◆ ARTICOLO ◆
Ma gli scettici iniziano a farsi sentire. Perché se è vero che il pil è solo una parte del valore, è anche vero che il prezzo è ormai ai limiti dell’assurdo. Che senso ha pagare tre volte di più un dollaro di economia americana rispetto a uno europeo o asiatico? E’ davvero razionale scommettere ancora una volta sull’America quando il resto del mondo – dall’India all’Indonesia, dal Brasile alla Corea – cresce più in fretta, costa meno, e ha molto più margine di sviluppo? E cosa succede se gli Stati Uniti si impantanano nella politica dei dazi, nel protezionismo finanziario, nel caos normativo interno? La verità è che nessun’altra grande potenza ha un prezzo così distante dal suo valore reale. E che, quando i tassi erano zero, questa distorsione sembrava sostenibile. Ma con un mondo a interessi più alti e crescita più bassa, anche gli investitori più affezionati all’American exceptionalism iniziano a chiedersi: e se fossimo alla fine di un ciclo?

Il punto, allora, non è se l’America meriti ancora di essere la più cara. Ma se chi la compra oggi sarà felice del suo rendimento domani. Perché il rischio non è che il mondo diventi meno americano. E’  che il premio per esserlo diventi, semplicemente, troppo costoso.

◆ MATERIALE FORNITO ◆
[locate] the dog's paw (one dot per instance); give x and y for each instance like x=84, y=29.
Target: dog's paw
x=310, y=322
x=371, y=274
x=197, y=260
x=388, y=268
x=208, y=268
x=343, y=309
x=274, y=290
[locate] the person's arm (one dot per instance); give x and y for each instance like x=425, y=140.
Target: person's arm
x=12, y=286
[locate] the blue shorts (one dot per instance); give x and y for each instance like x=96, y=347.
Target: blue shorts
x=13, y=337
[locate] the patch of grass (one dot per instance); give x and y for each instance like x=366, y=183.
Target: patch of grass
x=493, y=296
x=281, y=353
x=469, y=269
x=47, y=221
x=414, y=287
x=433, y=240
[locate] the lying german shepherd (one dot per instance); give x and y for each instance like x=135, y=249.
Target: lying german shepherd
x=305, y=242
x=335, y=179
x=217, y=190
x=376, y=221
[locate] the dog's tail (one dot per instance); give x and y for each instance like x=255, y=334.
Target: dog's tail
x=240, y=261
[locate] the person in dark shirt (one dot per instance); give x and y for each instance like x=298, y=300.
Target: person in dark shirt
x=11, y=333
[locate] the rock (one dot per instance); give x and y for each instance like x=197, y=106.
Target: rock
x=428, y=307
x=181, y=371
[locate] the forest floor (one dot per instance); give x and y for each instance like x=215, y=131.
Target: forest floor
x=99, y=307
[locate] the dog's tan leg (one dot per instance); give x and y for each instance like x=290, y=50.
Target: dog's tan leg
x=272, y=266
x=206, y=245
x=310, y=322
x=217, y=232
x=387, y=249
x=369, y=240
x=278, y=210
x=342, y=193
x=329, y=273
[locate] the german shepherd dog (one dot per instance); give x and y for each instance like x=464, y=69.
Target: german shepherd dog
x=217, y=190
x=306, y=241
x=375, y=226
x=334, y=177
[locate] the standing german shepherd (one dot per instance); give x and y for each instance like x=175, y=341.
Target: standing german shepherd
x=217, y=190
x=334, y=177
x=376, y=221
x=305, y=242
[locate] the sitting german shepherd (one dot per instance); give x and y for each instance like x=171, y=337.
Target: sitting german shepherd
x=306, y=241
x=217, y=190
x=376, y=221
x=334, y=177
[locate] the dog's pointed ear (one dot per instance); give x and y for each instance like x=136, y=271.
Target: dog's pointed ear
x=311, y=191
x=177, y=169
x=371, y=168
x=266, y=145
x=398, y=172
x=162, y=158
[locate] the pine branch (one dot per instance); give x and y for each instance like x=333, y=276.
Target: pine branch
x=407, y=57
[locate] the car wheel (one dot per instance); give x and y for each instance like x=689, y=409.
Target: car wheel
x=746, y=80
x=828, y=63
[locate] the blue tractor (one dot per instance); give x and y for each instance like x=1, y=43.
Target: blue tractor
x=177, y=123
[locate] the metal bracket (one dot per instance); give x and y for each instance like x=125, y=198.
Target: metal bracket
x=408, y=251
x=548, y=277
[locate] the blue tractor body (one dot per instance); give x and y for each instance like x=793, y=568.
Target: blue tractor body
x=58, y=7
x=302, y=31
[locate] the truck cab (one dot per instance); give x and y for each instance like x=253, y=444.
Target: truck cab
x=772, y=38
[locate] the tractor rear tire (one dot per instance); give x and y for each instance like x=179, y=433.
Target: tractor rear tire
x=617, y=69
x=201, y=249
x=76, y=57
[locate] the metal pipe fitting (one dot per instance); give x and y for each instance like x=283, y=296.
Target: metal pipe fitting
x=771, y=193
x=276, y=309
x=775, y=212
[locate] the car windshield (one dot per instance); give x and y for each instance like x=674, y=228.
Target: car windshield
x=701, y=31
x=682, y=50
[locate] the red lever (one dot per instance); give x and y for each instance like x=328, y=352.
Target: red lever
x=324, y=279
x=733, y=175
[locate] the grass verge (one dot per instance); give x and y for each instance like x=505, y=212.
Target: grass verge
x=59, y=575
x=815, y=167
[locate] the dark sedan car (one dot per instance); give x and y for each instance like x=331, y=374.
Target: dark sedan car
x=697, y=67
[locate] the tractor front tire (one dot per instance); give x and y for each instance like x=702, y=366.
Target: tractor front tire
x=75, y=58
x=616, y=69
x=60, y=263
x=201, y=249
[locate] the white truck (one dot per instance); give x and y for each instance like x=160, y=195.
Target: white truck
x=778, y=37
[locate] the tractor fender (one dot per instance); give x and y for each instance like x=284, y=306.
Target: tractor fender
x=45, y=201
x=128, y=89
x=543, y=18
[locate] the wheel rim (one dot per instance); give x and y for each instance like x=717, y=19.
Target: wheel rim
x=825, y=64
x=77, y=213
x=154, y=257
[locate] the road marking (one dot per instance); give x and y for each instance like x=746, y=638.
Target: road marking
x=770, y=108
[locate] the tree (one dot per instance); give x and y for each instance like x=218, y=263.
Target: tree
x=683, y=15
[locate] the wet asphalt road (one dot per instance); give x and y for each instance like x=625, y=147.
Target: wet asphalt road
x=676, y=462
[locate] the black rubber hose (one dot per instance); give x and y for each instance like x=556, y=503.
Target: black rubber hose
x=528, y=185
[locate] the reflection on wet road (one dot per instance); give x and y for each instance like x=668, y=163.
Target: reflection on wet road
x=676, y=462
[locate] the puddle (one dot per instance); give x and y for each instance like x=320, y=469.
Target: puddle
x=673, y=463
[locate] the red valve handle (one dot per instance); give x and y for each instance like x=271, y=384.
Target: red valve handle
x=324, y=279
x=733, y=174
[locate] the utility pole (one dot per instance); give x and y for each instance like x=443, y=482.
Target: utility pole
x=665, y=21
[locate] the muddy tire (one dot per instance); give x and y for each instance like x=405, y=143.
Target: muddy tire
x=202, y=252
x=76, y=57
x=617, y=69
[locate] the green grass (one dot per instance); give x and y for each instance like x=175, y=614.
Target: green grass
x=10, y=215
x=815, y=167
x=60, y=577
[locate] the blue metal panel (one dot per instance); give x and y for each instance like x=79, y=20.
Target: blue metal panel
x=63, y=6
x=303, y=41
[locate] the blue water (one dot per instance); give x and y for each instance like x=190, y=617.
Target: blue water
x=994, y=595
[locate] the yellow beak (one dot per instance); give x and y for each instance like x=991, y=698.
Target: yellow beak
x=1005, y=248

==

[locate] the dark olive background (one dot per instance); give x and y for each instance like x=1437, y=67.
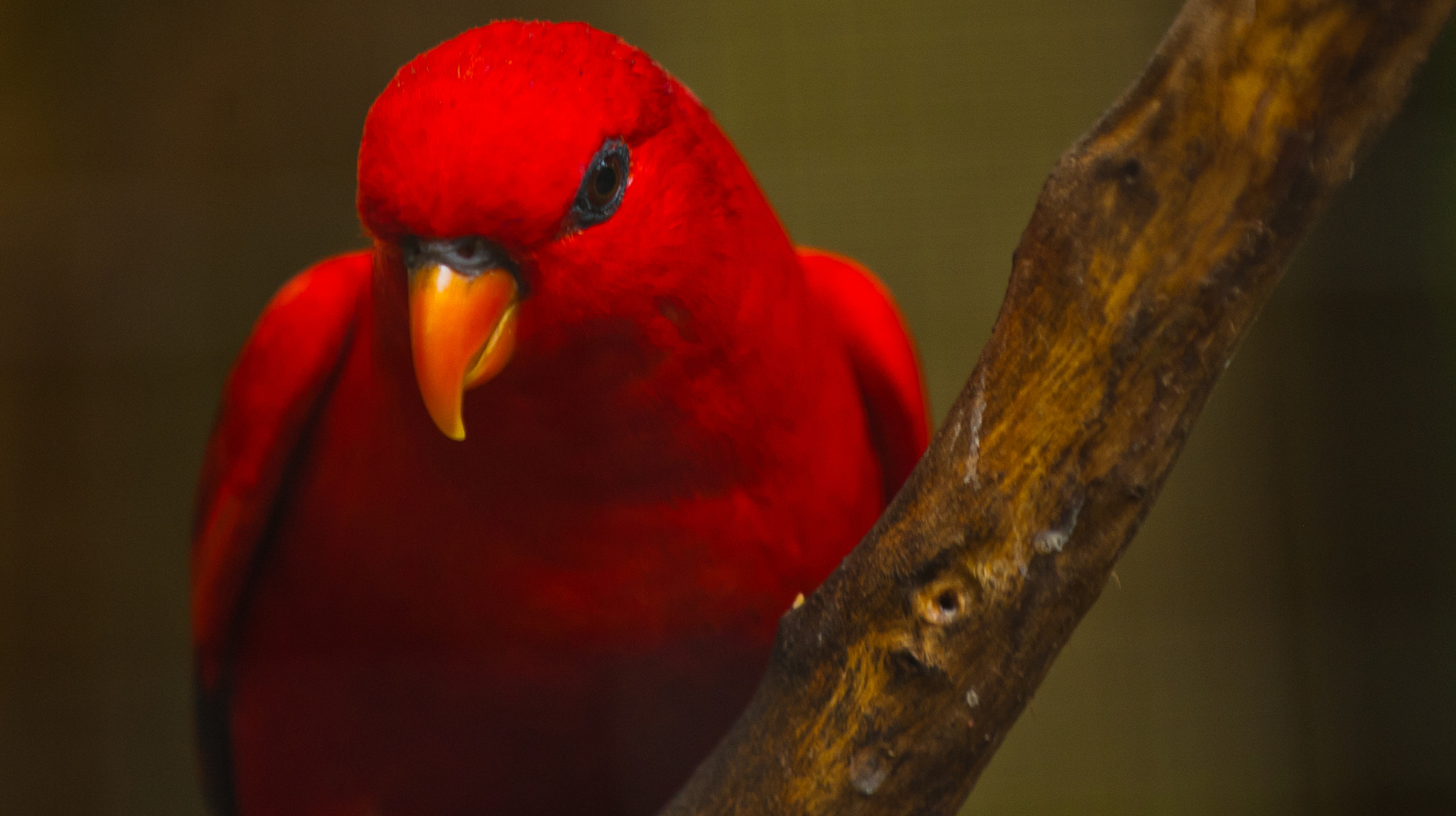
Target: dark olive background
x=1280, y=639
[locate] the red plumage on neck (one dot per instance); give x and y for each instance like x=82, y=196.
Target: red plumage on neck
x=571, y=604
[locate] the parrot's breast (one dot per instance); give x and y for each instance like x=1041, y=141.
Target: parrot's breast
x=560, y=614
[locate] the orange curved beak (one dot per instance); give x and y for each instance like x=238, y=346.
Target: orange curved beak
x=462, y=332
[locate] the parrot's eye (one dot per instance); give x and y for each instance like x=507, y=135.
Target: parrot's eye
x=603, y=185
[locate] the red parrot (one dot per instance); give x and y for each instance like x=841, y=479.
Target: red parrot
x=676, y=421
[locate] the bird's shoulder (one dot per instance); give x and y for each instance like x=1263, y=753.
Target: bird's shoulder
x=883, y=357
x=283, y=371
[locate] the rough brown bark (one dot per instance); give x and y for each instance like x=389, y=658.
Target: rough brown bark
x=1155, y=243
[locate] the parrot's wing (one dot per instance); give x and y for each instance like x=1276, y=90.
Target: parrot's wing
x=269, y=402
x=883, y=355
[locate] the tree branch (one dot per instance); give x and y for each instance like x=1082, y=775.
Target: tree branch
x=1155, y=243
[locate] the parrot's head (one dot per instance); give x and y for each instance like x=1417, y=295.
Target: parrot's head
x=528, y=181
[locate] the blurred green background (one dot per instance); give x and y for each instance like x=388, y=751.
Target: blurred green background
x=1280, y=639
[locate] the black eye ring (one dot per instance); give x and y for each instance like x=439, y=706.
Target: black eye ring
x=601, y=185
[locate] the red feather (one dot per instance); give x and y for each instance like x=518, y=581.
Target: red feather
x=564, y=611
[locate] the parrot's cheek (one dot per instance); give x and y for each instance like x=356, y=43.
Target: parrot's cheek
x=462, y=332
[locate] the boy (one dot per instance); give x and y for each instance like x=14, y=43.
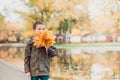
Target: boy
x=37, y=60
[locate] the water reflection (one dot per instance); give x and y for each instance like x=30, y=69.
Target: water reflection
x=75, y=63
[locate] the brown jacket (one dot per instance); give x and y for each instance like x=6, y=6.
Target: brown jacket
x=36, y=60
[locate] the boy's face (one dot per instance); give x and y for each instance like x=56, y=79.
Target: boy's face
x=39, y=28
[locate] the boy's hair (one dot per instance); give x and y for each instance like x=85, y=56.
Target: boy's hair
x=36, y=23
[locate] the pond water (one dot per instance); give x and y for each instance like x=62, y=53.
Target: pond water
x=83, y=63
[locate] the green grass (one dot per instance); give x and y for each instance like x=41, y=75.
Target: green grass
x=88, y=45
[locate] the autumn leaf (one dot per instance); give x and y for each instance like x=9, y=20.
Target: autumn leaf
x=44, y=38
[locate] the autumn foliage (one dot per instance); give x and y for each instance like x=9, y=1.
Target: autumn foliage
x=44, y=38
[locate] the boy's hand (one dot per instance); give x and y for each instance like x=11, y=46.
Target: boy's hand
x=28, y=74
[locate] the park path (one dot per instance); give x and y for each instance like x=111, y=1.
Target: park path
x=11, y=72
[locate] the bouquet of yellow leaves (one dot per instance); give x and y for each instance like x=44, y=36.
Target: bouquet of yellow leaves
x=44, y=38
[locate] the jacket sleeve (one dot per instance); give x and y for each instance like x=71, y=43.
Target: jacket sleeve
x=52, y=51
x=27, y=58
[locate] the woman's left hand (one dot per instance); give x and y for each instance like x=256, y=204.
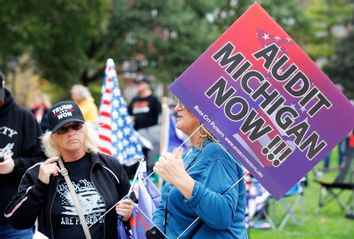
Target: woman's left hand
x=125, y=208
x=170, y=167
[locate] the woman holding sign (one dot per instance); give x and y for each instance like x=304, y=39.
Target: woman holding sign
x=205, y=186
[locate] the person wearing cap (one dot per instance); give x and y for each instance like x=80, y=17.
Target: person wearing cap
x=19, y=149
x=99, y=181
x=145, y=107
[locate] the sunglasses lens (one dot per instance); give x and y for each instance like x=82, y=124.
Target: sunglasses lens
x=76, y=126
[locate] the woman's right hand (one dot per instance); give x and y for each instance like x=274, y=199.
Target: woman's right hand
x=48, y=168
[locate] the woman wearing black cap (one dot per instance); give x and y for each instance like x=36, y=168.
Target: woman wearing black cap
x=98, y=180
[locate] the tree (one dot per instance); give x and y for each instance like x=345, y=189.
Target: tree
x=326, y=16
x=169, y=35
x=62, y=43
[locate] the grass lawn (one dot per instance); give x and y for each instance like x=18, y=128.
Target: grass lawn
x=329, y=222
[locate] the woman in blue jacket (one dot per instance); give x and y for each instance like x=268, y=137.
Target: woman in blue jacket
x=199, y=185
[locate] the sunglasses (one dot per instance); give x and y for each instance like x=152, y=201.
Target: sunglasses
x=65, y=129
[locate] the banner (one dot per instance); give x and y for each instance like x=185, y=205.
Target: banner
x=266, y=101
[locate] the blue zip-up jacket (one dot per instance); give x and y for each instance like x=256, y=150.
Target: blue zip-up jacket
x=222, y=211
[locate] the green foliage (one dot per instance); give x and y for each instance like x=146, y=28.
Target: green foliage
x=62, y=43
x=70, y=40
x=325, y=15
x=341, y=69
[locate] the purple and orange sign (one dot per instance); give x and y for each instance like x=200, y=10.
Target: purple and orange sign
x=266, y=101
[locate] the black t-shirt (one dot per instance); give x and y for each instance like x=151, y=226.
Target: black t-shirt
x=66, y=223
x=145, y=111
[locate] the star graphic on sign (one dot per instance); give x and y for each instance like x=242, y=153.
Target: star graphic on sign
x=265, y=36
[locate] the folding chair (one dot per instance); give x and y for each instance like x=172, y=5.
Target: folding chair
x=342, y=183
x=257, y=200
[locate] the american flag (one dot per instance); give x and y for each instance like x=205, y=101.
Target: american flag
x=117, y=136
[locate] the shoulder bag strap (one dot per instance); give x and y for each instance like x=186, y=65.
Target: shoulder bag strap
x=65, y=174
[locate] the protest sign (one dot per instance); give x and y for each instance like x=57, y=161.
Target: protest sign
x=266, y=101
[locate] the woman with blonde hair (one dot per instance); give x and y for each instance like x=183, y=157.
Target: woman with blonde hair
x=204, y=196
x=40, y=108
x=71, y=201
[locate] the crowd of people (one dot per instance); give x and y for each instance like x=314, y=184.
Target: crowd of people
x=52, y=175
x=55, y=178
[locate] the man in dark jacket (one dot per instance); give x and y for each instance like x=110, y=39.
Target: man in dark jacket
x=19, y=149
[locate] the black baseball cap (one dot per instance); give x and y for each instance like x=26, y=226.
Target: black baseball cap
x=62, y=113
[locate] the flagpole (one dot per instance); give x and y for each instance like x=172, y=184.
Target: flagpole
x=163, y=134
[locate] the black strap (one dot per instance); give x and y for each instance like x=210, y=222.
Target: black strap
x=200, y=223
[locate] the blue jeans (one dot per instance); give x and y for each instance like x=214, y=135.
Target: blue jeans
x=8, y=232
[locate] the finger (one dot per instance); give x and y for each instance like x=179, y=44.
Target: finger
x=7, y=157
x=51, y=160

◆ OBIETTIVI ◆
- 1) Riformula più brevemente il paragrafo dell'articolo che comincia con «Il punto, allora», conservandone i fatti principali.
- 2) Secondo l'articolo, in quale situazione la distorsione tra prezzo e valore reale dell'economia americana sembrava sostenibile?

◆ SOLUZIONI ◆
- 1) La questione non è se l'America meriti ancora di essere la più cara, ma se chi la compra oggi sarà soddisfatto del rendimento domani. Il rischio non è un mondo meno americano, bensì un premio per esserlo che diventi troppo costoso.

- 2) Quando i tassi erano zero.